In the transfer printing thread, what does a person need to get started in digital transfer printing?
::: Document extract :::
# Transfer printing - Recognising problems, resolving problems * Part 1



## Holger Beck (Dec 12, 2012)

*Transfer printing - Recognising problems, resolving problems*

People are telling me that this could be interesting, so I wanted to share with you.

*Transfer printing – Identifying and resolving problems*

Holger Beck, SEF - The digital transfer printing market has been growing for years. While this has to a certain extent displaced classic screen printing, it has also opened up new opportunities and markets. The barriers to entry are low: all one needs to get started is a small investment into a plotter and a transfer printing press. The potential problems have remained the same, but new problems are caused by the new process fabrics. A multi-part series of articles is designed to help users to identify problems and to develop possible solutions. There are no silver bullets for every issue, but users can develop a recom-mended set of actions by having an understanding of the background. As a result, the work can proceed faster and more cost-effectively, while also avoiding customer complaints.

*Part 1 – Cutting & Weeding*

Normally cutting and weeding causes no problems. However, there are two problems that are well worth considering: thick films, such as flock film and thin, elastic flex films...

Full article: https://drive.google.com/open?id=0B3f6Y1OKiJ2AVkNadHowa3RBUjg

Waiting for your comments...


----------



## into the T (Aug 22, 2015)

good stuff holger, both for beginners and advanced 

your flexcut is a great product


----------



## john221us (Nov 29, 2015)

Thank you! Can you give more detail on the "Weeding frame"? I struggle with weeding text, especially the small stuff.


----------



## jennGO (Mar 11, 2014)

john221us said:


> Thank you! Can you give more detail on the "Weeding frame"? I struggle with weeding text, especially the small stuff.




A rectangular box that you draw around the words solely to be something to grab and peel away. 

It helps because you can go more slowly around the letters versus some chunky clip art when you pull off the vinyl instead of taking it all off in one giant peel 


Sent from my iPhone using Tapatalk


----------



## pmzirkle (Oct 5, 2014)

*Re: Transfer printing - Recognising problems, resolving problems*

Thanks for sharing


----------
::: Material provided :::
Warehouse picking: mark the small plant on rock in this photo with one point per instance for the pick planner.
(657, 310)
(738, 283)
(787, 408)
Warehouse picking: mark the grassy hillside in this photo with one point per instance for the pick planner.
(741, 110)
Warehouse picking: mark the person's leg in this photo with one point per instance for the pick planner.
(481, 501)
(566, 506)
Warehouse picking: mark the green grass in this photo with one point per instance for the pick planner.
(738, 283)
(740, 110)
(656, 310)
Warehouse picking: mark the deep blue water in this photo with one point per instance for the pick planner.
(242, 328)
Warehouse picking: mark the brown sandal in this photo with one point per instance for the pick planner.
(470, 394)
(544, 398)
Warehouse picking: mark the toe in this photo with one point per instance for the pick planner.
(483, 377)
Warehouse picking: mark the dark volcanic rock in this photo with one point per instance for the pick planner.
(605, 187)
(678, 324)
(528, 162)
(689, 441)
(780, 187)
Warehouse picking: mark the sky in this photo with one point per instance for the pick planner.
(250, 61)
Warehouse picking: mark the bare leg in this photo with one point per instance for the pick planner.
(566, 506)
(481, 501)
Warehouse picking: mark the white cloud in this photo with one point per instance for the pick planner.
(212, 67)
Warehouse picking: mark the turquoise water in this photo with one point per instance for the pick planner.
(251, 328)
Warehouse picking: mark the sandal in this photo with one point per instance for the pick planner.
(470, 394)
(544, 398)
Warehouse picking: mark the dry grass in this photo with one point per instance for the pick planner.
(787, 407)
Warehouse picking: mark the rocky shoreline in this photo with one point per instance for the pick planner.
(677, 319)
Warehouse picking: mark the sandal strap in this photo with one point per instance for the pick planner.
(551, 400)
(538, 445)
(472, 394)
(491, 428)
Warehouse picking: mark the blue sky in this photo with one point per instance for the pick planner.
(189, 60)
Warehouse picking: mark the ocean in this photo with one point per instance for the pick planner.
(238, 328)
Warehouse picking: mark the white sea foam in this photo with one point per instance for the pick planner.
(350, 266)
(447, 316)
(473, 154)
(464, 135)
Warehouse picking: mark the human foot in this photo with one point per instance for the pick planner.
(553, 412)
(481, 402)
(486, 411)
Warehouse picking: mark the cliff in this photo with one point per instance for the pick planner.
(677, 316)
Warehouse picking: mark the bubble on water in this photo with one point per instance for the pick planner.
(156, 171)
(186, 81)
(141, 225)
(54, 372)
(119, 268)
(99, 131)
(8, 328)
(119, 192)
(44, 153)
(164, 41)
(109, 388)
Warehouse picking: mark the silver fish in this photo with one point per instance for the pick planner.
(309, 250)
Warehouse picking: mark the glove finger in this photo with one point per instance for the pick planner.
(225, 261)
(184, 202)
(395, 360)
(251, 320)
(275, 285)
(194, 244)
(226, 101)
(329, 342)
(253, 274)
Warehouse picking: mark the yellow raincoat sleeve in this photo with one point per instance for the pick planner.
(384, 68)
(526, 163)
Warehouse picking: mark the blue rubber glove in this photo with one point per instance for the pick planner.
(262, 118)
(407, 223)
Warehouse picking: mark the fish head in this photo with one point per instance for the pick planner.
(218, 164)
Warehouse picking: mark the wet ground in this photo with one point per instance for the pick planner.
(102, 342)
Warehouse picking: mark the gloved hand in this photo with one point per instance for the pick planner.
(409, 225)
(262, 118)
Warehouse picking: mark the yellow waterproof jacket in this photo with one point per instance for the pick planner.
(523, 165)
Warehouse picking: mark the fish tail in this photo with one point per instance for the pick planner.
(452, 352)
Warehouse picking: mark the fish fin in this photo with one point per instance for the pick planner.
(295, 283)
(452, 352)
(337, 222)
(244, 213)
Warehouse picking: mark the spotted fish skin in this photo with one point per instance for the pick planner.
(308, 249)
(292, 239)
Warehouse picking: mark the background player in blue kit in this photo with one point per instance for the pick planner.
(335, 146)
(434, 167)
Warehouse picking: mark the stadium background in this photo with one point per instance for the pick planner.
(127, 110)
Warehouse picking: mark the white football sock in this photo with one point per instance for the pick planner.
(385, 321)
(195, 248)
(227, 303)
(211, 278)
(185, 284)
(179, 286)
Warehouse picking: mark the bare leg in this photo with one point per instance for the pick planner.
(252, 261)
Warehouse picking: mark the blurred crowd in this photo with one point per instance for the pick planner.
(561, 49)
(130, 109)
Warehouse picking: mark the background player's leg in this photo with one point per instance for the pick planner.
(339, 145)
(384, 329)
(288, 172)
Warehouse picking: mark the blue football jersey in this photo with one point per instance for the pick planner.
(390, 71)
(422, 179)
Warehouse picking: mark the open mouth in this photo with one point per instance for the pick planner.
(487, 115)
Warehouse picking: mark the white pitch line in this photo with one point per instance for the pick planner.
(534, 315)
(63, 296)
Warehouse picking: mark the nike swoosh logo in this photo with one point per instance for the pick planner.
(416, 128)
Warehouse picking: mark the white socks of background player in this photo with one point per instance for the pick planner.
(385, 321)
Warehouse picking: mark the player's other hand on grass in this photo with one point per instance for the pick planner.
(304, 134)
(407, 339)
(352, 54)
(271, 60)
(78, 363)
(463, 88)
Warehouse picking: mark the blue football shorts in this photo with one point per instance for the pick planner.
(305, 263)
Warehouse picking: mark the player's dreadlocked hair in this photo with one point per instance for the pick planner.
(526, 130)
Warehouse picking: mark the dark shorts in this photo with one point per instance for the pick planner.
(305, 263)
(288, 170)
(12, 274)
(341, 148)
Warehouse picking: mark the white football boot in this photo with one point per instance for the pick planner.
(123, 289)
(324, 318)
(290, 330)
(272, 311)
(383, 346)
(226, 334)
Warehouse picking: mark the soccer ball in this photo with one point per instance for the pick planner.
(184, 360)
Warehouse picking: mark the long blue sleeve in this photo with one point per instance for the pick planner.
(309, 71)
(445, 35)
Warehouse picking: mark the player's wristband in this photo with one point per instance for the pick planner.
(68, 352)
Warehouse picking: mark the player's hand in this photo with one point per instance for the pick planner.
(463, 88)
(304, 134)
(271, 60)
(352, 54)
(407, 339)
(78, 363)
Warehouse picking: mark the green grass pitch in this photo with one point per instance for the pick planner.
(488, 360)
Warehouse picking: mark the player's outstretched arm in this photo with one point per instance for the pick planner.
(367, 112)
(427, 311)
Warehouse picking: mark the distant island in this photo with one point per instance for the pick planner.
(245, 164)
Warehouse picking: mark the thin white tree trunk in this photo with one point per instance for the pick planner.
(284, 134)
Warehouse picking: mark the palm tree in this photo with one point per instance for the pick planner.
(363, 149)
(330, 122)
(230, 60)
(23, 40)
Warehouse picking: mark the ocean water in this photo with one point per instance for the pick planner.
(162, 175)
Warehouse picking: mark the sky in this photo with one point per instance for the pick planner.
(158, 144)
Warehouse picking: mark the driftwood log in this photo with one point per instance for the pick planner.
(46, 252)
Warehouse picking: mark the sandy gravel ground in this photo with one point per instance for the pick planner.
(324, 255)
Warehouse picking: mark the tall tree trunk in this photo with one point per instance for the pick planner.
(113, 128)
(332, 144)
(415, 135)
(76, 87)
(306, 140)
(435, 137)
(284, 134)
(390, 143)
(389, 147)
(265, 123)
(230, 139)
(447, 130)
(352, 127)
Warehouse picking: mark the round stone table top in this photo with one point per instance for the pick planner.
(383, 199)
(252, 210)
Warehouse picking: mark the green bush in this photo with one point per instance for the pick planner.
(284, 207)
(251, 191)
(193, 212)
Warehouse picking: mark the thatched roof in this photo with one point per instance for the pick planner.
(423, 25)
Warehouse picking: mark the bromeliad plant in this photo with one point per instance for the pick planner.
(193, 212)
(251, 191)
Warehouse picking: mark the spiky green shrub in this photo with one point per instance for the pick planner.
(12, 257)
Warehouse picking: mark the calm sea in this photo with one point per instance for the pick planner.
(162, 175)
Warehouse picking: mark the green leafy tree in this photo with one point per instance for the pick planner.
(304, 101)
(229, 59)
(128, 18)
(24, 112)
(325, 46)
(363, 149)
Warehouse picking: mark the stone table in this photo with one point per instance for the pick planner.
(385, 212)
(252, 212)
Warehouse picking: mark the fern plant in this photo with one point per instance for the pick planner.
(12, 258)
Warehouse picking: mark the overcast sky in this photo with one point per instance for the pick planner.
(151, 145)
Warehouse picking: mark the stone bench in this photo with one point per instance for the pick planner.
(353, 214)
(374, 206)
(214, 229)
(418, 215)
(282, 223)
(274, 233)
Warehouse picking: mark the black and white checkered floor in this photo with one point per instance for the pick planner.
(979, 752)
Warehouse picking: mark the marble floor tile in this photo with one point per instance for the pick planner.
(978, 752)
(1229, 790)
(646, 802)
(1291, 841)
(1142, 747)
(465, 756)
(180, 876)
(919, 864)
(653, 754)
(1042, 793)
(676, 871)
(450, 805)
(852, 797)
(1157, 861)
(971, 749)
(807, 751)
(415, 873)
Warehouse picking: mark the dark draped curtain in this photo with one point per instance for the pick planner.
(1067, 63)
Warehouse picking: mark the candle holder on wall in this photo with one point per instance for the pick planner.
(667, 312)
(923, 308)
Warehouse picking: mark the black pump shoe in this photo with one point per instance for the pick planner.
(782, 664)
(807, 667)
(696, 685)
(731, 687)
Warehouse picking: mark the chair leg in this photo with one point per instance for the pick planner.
:::
Expected answer – A small investment in a plotter and a transfer printing press.